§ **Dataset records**
# # #

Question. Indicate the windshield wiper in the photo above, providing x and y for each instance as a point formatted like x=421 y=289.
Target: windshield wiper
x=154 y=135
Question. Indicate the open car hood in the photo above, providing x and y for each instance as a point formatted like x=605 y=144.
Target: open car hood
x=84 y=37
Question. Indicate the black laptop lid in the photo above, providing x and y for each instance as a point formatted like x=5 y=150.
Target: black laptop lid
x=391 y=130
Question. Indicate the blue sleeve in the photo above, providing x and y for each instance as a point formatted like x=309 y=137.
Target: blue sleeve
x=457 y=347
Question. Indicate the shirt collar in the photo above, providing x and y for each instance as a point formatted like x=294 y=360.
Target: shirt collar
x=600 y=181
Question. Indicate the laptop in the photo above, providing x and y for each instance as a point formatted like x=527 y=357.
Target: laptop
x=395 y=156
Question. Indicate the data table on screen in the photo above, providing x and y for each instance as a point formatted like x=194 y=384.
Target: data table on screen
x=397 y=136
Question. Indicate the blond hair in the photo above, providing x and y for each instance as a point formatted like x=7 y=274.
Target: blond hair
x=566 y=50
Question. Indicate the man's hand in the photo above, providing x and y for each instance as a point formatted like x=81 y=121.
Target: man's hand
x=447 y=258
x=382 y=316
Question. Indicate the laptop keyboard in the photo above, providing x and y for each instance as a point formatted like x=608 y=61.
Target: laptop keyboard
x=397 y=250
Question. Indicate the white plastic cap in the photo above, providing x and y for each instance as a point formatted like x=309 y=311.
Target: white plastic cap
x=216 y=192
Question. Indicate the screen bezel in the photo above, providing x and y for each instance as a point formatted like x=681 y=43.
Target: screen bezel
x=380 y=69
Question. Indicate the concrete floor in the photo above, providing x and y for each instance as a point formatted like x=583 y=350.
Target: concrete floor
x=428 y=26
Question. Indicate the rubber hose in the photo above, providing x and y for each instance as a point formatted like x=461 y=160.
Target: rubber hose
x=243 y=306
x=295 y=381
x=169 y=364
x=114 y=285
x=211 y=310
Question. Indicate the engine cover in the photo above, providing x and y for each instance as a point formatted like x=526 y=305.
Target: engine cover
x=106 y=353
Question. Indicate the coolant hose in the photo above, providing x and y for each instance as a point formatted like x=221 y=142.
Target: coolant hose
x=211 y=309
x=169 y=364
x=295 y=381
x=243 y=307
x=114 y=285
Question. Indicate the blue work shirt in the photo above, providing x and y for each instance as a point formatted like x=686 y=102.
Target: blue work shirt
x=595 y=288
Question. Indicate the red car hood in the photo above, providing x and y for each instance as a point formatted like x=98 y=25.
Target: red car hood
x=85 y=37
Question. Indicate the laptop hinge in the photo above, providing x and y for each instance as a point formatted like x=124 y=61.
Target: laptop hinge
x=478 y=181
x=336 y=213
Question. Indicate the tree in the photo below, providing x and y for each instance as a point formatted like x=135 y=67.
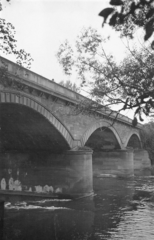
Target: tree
x=68 y=84
x=130 y=84
x=8 y=43
x=127 y=15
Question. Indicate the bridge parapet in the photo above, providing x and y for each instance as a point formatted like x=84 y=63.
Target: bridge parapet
x=37 y=81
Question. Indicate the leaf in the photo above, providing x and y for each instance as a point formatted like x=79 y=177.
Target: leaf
x=125 y=105
x=105 y=13
x=134 y=122
x=113 y=19
x=152 y=45
x=116 y=2
x=150 y=13
x=149 y=29
x=140 y=117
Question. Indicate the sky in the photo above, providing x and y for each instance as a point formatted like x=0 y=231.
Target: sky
x=42 y=25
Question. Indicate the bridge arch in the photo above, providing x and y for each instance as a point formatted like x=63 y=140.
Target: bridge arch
x=97 y=125
x=133 y=140
x=22 y=99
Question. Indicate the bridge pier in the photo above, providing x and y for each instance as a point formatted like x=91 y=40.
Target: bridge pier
x=116 y=162
x=141 y=160
x=81 y=173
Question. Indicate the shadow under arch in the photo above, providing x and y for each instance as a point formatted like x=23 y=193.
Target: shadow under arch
x=12 y=97
x=133 y=140
x=97 y=125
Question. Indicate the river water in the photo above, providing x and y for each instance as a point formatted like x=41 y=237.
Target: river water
x=120 y=209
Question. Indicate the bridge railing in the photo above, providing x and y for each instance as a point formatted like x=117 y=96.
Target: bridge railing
x=34 y=79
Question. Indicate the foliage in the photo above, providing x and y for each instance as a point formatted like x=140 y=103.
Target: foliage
x=147 y=137
x=126 y=15
x=8 y=43
x=68 y=84
x=129 y=83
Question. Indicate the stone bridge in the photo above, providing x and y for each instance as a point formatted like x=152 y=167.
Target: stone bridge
x=45 y=148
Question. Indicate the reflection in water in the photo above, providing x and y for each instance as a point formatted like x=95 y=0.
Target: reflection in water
x=121 y=209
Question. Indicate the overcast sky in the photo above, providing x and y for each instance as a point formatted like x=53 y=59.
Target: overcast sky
x=42 y=25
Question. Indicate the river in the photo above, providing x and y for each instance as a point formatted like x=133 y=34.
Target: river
x=120 y=209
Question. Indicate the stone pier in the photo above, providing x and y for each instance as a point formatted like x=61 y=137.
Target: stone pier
x=119 y=163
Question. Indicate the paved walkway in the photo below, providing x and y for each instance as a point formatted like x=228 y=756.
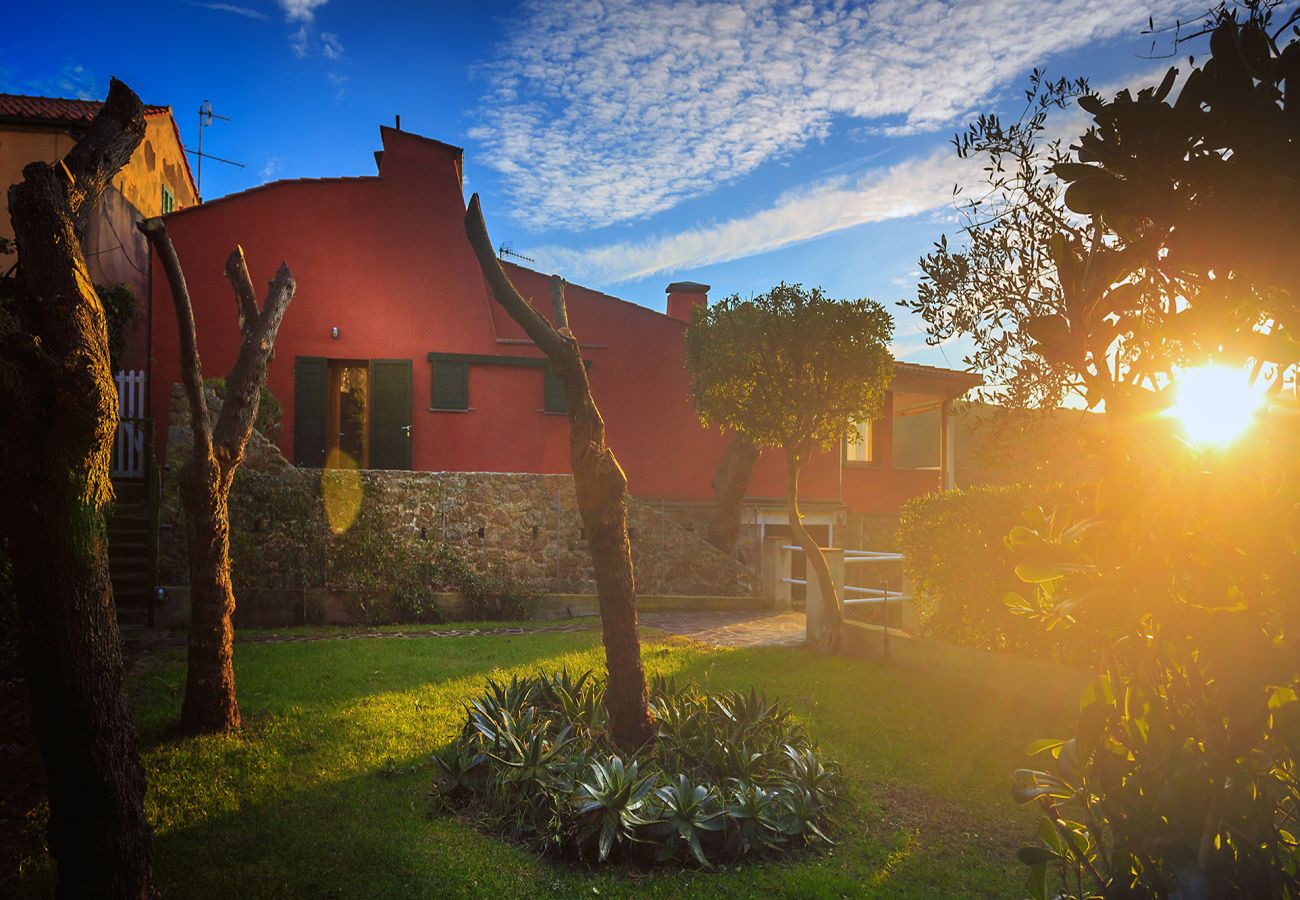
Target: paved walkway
x=719 y=628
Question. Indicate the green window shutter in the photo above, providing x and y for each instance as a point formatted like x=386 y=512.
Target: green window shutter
x=554 y=398
x=450 y=385
x=311 y=380
x=390 y=414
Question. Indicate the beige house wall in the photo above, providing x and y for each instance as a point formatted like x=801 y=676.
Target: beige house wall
x=159 y=160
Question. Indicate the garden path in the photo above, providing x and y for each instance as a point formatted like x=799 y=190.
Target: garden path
x=732 y=628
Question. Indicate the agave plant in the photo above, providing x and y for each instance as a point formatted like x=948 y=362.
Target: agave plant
x=533 y=757
x=610 y=801
x=809 y=775
x=729 y=775
x=458 y=765
x=736 y=760
x=800 y=816
x=579 y=700
x=684 y=816
x=754 y=818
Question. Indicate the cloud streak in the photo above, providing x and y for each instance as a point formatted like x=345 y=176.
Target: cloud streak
x=897 y=191
x=611 y=111
x=914 y=186
x=247 y=12
x=300 y=11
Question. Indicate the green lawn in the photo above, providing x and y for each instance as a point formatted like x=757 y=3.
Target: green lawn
x=324 y=794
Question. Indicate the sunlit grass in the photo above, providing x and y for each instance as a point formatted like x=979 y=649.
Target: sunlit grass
x=324 y=792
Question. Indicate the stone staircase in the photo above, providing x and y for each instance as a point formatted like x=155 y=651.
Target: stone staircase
x=130 y=552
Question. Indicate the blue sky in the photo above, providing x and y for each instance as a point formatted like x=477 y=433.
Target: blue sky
x=623 y=145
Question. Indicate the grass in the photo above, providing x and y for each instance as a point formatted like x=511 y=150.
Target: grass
x=324 y=794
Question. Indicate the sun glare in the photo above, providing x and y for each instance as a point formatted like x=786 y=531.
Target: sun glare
x=1214 y=405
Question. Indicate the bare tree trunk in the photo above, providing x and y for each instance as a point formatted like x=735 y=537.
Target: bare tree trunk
x=601 y=488
x=57 y=416
x=832 y=617
x=731 y=483
x=209 y=686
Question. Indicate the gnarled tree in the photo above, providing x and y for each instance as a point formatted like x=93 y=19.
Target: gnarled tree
x=601 y=488
x=731 y=481
x=796 y=370
x=57 y=415
x=206 y=479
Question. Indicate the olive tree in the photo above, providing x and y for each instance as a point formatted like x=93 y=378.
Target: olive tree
x=794 y=370
x=208 y=474
x=599 y=484
x=1162 y=239
x=57 y=415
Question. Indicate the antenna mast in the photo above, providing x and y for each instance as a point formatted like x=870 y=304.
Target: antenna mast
x=206 y=117
x=507 y=250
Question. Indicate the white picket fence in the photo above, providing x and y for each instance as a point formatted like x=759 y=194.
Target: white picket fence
x=129 y=442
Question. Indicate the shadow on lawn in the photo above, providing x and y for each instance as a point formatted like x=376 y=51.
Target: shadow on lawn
x=329 y=796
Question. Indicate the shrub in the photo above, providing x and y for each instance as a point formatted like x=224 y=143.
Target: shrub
x=961 y=570
x=729 y=775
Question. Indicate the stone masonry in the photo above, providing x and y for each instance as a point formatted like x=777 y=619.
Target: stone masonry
x=299 y=529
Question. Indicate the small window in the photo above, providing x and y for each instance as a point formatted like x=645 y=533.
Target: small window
x=450 y=385
x=554 y=398
x=858 y=450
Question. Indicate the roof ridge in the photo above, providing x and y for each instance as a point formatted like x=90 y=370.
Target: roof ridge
x=271 y=184
x=598 y=293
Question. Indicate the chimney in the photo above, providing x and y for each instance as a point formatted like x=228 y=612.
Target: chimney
x=684 y=297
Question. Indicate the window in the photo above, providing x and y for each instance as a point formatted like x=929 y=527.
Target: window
x=450 y=385
x=858 y=450
x=553 y=396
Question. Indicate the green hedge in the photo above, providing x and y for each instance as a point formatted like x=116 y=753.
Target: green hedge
x=954 y=552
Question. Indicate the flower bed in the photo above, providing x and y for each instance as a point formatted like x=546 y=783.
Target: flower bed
x=731 y=774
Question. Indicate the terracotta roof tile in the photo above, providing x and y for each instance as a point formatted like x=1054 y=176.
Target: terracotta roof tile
x=57 y=109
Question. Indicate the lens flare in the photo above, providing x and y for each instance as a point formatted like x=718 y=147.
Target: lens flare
x=1214 y=405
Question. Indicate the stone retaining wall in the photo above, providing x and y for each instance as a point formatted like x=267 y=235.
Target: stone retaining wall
x=347 y=529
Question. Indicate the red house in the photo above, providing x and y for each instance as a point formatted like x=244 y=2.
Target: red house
x=394 y=355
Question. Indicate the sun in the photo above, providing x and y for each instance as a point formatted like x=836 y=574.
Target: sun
x=1214 y=405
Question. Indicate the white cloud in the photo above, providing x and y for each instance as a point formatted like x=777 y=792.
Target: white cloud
x=300 y=11
x=883 y=194
x=298 y=42
x=607 y=111
x=332 y=48
x=247 y=12
x=338 y=83
x=919 y=185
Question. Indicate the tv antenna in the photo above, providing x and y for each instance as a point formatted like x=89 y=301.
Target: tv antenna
x=206 y=117
x=506 y=250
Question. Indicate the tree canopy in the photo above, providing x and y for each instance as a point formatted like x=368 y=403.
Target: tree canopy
x=791 y=367
x=1158 y=242
x=1161 y=238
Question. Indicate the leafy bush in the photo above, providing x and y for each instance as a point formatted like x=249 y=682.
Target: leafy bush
x=961 y=570
x=120 y=307
x=729 y=775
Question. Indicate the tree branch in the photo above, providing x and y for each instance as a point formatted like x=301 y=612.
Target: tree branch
x=243 y=386
x=191 y=368
x=246 y=299
x=558 y=304
x=546 y=338
x=109 y=143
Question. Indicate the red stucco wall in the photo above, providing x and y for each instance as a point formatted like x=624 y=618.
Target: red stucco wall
x=386 y=262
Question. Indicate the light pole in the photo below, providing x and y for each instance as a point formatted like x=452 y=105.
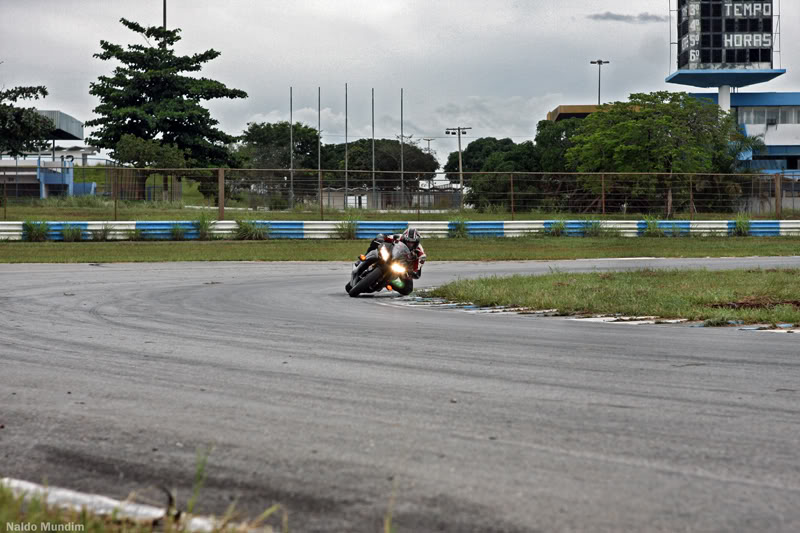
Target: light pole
x=599 y=64
x=457 y=131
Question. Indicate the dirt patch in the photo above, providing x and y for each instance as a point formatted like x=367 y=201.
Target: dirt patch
x=755 y=303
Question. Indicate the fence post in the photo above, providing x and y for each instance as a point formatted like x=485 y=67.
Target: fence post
x=221 y=193
x=603 y=193
x=321 y=213
x=115 y=189
x=512 y=196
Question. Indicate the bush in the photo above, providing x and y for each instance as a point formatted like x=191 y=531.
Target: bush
x=247 y=230
x=101 y=234
x=277 y=202
x=70 y=233
x=204 y=226
x=135 y=234
x=596 y=228
x=458 y=229
x=347 y=229
x=742 y=227
x=557 y=229
x=33 y=231
x=652 y=229
x=177 y=233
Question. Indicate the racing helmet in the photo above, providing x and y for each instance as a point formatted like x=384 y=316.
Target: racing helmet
x=411 y=238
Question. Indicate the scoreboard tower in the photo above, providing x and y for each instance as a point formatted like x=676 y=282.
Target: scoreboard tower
x=724 y=44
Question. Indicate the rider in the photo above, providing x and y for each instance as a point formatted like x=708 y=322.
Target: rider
x=410 y=238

# # #

§ **WRITTEN REQUEST**
Exactly as written, give the line containing "Question. Indicate the fence" and all remaining lines of the records.

§ **SOLUTION TO THIS PROBLEM**
Question. Indicate the fence post in the photo above, providing x and y for each instance as a point formatted like x=485 y=67.
Target: fence post
x=221 y=193
x=603 y=193
x=321 y=213
x=115 y=189
x=512 y=196
Question. Indicate the bush in the photo above, providing x and y for each instance as a point formatted like x=191 y=531.
Target: bush
x=247 y=230
x=101 y=234
x=277 y=202
x=70 y=233
x=204 y=226
x=135 y=234
x=596 y=228
x=458 y=229
x=347 y=229
x=742 y=227
x=557 y=229
x=33 y=231
x=652 y=229
x=177 y=233
Question. Indicate the racing helmet in the photo above, providing x and y for each instance as a point formatted like x=384 y=316.
Target: racing helmet
x=411 y=238
Question. Indicate the scoreboard tower in the photo above, providing x and y for each instance as a point formatted like x=676 y=282.
Target: scoreboard tower
x=724 y=44
Question. Indicate the rider in the photo above, providing x and y for each instance as a point formatted like x=708 y=322.
Target: rider
x=410 y=238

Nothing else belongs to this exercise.